Picture region annotation data:
## begin

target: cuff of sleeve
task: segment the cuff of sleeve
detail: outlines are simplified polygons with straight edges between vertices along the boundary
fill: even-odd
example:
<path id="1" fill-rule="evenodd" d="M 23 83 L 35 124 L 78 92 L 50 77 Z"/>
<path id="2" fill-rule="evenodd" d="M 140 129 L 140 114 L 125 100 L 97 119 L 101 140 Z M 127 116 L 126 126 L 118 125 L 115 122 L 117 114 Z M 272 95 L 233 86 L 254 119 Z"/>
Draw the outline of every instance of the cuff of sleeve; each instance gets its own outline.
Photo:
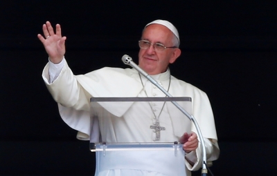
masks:
<path id="1" fill-rule="evenodd" d="M 62 59 L 62 61 L 59 63 L 55 64 L 51 62 L 48 59 L 49 63 L 49 83 L 53 83 L 60 75 L 62 68 L 65 65 L 65 59 L 64 57 Z"/>

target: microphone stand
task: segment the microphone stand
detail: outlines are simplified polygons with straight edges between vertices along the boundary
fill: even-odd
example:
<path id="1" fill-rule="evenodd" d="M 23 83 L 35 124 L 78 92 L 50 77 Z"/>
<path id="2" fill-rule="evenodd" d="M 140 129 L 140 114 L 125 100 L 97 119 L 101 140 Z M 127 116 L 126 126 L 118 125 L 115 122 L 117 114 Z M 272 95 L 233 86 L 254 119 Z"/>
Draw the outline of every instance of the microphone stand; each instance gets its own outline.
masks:
<path id="1" fill-rule="evenodd" d="M 157 88 L 159 88 L 168 97 L 172 97 L 172 96 L 162 86 L 161 86 L 152 77 L 151 77 L 147 72 L 145 72 L 143 70 L 142 70 L 138 65 L 136 65 L 133 61 L 132 59 L 127 55 L 125 55 L 122 57 L 122 61 L 124 63 L 127 65 L 129 65 L 134 69 L 136 69 L 139 73 L 143 75 L 145 77 L 146 77 L 149 81 L 150 81 L 154 85 L 155 85 Z M 196 121 L 195 118 L 188 113 L 180 105 L 179 105 L 176 101 L 171 101 L 178 109 L 179 109 L 188 119 L 193 121 L 193 124 L 196 127 L 196 130 L 199 134 L 200 141 L 202 143 L 202 158 L 203 158 L 203 163 L 202 163 L 202 175 L 206 176 L 208 175 L 208 170 L 206 166 L 206 164 L 207 163 L 206 159 L 206 148 L 205 148 L 205 143 L 204 141 L 204 138 L 202 133 L 201 133 L 200 128 Z"/>

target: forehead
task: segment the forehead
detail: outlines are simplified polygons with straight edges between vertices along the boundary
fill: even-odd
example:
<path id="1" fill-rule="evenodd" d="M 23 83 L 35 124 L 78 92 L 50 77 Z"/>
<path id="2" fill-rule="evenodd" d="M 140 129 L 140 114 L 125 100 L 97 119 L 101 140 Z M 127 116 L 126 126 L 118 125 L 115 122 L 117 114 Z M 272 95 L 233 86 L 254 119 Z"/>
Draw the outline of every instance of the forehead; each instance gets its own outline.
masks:
<path id="1" fill-rule="evenodd" d="M 168 28 L 160 24 L 151 24 L 143 30 L 141 38 L 151 42 L 166 43 L 170 41 L 173 33 Z"/>

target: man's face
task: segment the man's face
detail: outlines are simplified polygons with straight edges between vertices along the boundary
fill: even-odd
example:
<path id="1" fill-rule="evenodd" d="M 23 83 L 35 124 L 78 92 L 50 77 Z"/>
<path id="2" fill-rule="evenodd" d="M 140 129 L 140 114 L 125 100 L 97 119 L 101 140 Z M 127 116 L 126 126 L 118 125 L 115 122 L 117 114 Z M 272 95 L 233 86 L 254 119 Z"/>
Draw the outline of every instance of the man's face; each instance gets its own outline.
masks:
<path id="1" fill-rule="evenodd" d="M 144 30 L 141 39 L 149 41 L 152 43 L 159 43 L 170 47 L 174 46 L 173 37 L 173 33 L 166 26 L 151 24 Z M 167 48 L 162 51 L 155 51 L 151 45 L 148 49 L 139 50 L 138 65 L 149 75 L 159 74 L 166 71 L 168 64 L 173 63 L 180 54 L 179 48 Z"/>

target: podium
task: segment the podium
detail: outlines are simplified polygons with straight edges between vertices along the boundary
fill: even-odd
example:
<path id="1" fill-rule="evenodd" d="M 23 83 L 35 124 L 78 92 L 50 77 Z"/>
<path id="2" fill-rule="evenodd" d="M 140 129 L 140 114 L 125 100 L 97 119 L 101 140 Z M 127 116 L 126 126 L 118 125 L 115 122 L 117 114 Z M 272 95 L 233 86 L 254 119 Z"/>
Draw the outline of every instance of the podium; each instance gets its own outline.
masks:
<path id="1" fill-rule="evenodd" d="M 98 175 L 103 170 L 123 169 L 147 170 L 172 176 L 186 176 L 185 153 L 182 144 L 174 139 L 172 141 L 165 142 L 143 140 L 141 138 L 138 138 L 139 141 L 134 141 L 131 137 L 120 137 L 121 135 L 125 134 L 124 132 L 122 132 L 120 135 L 116 136 L 117 133 L 120 133 L 120 129 L 114 130 L 114 128 L 116 126 L 109 124 L 114 122 L 120 126 L 115 119 L 128 118 L 125 117 L 127 115 L 133 116 L 134 114 L 129 111 L 132 111 L 134 108 L 136 110 L 138 108 L 139 113 L 135 112 L 134 114 L 137 115 L 137 118 L 141 117 L 140 119 L 143 120 L 148 118 L 145 117 L 147 114 L 151 113 L 151 104 L 155 102 L 159 104 L 165 102 L 168 110 L 170 110 L 170 112 L 168 112 L 168 115 L 181 116 L 179 118 L 184 118 L 182 121 L 190 123 L 188 126 L 190 127 L 190 119 L 181 113 L 179 113 L 179 110 L 173 105 L 171 106 L 170 101 L 179 103 L 184 109 L 191 113 L 190 97 L 92 97 L 91 116 L 93 119 L 93 126 L 96 127 L 98 124 L 99 128 L 98 133 L 94 131 L 94 134 L 93 133 L 91 134 L 91 136 L 95 135 L 95 133 L 98 135 L 96 137 L 95 136 L 91 137 L 90 144 L 91 150 L 96 152 L 95 175 Z M 140 108 L 141 106 L 143 107 L 143 110 Z M 177 118 L 177 120 L 179 119 Z M 150 126 L 150 124 L 148 127 L 151 134 L 152 130 Z M 112 130 L 109 129 L 109 128 Z M 122 127 L 122 129 L 124 130 L 125 127 Z M 187 129 L 188 132 L 190 130 L 190 128 Z M 111 137 L 112 132 L 115 133 L 116 136 L 114 137 L 115 139 Z M 129 132 L 127 133 L 126 135 L 129 135 Z M 161 133 L 161 136 L 165 135 L 166 133 Z M 132 137 L 132 135 L 130 136 Z"/>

## end

Work required: The pictures in the entries should be left out; output everything else exactly.

Answer for this exercise:
target: cuff of sleeve
task: segment the cuff of sleeve
detail: outlines are simplified polygons with straight edges between vertices along the boundary
fill: even-odd
example:
<path id="1" fill-rule="evenodd" d="M 23 83 L 35 124 L 78 92 L 50 77 Z"/>
<path id="2" fill-rule="evenodd" d="M 140 129 L 140 114 L 125 100 L 97 119 L 101 140 Z M 127 116 L 126 126 L 118 125 L 115 122 L 117 114 Z M 272 95 L 233 86 L 254 119 Z"/>
Draw the outline of every instance of the cuff of sleeve; each instance gets its own outline.
Photo:
masks:
<path id="1" fill-rule="evenodd" d="M 62 59 L 62 61 L 59 63 L 55 64 L 51 62 L 48 59 L 49 63 L 49 83 L 53 83 L 60 75 L 62 68 L 65 65 L 65 59 L 64 57 Z"/>

target: microphone stand
task: segment the microphone stand
detail: outlines are simplified polygons with straight edges between vertices along the boundary
fill: even-odd
example:
<path id="1" fill-rule="evenodd" d="M 23 83 L 35 124 L 78 92 L 50 77 Z"/>
<path id="2" fill-rule="evenodd" d="M 140 129 L 140 114 L 125 100 L 97 119 L 101 140 Z M 127 116 L 126 126 L 118 125 L 115 122 L 117 114 Z M 272 95 L 233 86 L 254 119 Z"/>
Draw the outline of every instance of the microphone stand; each instance gets its own outline.
masks:
<path id="1" fill-rule="evenodd" d="M 157 88 L 159 88 L 168 97 L 172 97 L 172 96 L 162 86 L 161 86 L 152 77 L 151 77 L 147 72 L 145 72 L 143 70 L 142 70 L 138 65 L 136 65 L 133 61 L 132 59 L 127 55 L 125 55 L 122 57 L 122 61 L 124 63 L 127 65 L 129 65 L 134 69 L 136 69 L 139 73 L 143 75 L 145 77 L 146 77 L 149 81 L 150 81 L 154 85 L 155 85 Z M 196 121 L 195 118 L 188 113 L 180 105 L 179 105 L 176 101 L 171 101 L 178 109 L 179 109 L 188 119 L 193 121 L 193 124 L 196 127 L 196 130 L 199 134 L 200 141 L 202 143 L 202 158 L 203 158 L 203 163 L 202 163 L 202 175 L 206 176 L 208 175 L 208 170 L 206 166 L 206 164 L 207 163 L 206 159 L 206 148 L 205 148 L 205 143 L 204 141 L 204 138 L 202 133 L 201 133 L 200 128 Z"/>

target: forehead
task: segment the forehead
detail: outlines are simplified polygons with straight edges between vertices along the boundary
fill: even-odd
example:
<path id="1" fill-rule="evenodd" d="M 23 83 L 35 124 L 78 92 L 50 77 Z"/>
<path id="2" fill-rule="evenodd" d="M 140 129 L 140 114 L 125 100 L 97 119 L 101 140 Z M 127 116 L 126 126 L 118 125 L 115 122 L 117 114 Z M 272 95 L 233 86 L 254 119 Z"/>
Draw the outline of every instance of the forehead; each instance gets its own outline.
masks:
<path id="1" fill-rule="evenodd" d="M 168 28 L 160 24 L 151 24 L 143 30 L 141 38 L 151 42 L 166 43 L 170 41 L 173 33 Z"/>

target: man's face
task: segment the man's face
detail: outlines are simplified polygons with straight edges between vertices along the boundary
fill: even-odd
example:
<path id="1" fill-rule="evenodd" d="M 23 83 L 35 124 L 78 92 L 50 77 Z"/>
<path id="2" fill-rule="evenodd" d="M 140 129 L 140 114 L 125 100 L 97 119 L 101 140 Z M 127 116 L 126 126 L 118 125 L 115 122 L 117 114 Z M 272 95 L 233 86 L 254 119 Z"/>
Draw the outline of every instance of the man's face; each instance gets its own outline.
masks:
<path id="1" fill-rule="evenodd" d="M 144 30 L 141 39 L 149 41 L 152 43 L 159 43 L 170 47 L 174 46 L 173 37 L 173 33 L 166 26 L 151 24 Z M 167 48 L 162 51 L 155 51 L 151 45 L 148 49 L 139 50 L 138 65 L 149 75 L 159 74 L 166 71 L 168 64 L 173 63 L 180 54 L 179 48 Z"/>

target: podium
task: segment the podium
detail: outlines are simplified polygons with straight edges between vertices along the boundary
fill: even-odd
example:
<path id="1" fill-rule="evenodd" d="M 23 83 L 35 124 L 78 92 L 50 77 Z"/>
<path id="2" fill-rule="evenodd" d="M 140 129 L 140 114 L 125 100 L 97 119 L 101 140 Z M 127 116 L 126 126 L 118 125 L 115 122 L 117 114 Z M 272 95 L 233 86 L 254 119 Z"/>
Draw the outline of every instance of the podium; each instance gets its own outline.
masks:
<path id="1" fill-rule="evenodd" d="M 98 175 L 103 170 L 123 169 L 147 170 L 172 176 L 186 176 L 185 153 L 182 144 L 174 139 L 172 141 L 165 142 L 143 140 L 141 138 L 138 138 L 139 141 L 134 141 L 131 137 L 120 137 L 121 135 L 125 134 L 124 132 L 122 132 L 120 135 L 116 136 L 117 133 L 120 133 L 120 129 L 114 130 L 114 128 L 116 126 L 109 124 L 114 122 L 120 126 L 115 119 L 128 118 L 125 117 L 127 115 L 133 116 L 134 114 L 129 111 L 132 111 L 134 108 L 136 110 L 138 108 L 139 113 L 135 112 L 134 114 L 137 115 L 137 118 L 141 117 L 140 119 L 143 120 L 148 118 L 145 117 L 147 114 L 151 113 L 151 104 L 155 102 L 159 104 L 165 102 L 168 110 L 170 110 L 170 112 L 168 112 L 168 115 L 181 116 L 179 118 L 184 118 L 182 121 L 190 123 L 188 126 L 190 127 L 190 119 L 181 113 L 179 113 L 179 110 L 173 105 L 171 106 L 170 101 L 179 103 L 184 109 L 191 113 L 190 97 L 92 97 L 91 116 L 93 119 L 93 126 L 96 127 L 98 124 L 99 128 L 98 133 L 94 131 L 94 134 L 93 133 L 91 134 L 91 136 L 95 135 L 95 133 L 98 135 L 96 137 L 95 136 L 91 137 L 90 144 L 91 150 L 96 152 L 95 175 Z M 140 108 L 141 106 L 143 107 L 143 110 Z M 177 118 L 177 120 L 179 119 Z M 150 126 L 150 124 L 148 127 L 151 134 L 152 130 Z M 112 130 L 109 129 L 109 128 Z M 122 127 L 122 129 L 124 130 L 125 127 Z M 187 129 L 188 132 L 190 130 L 190 128 Z M 111 137 L 112 132 L 115 133 L 116 136 L 114 137 L 115 139 Z M 129 132 L 127 133 L 126 135 L 129 135 Z M 161 133 L 161 136 L 165 135 L 166 133 Z M 132 137 L 132 135 L 130 136 Z"/>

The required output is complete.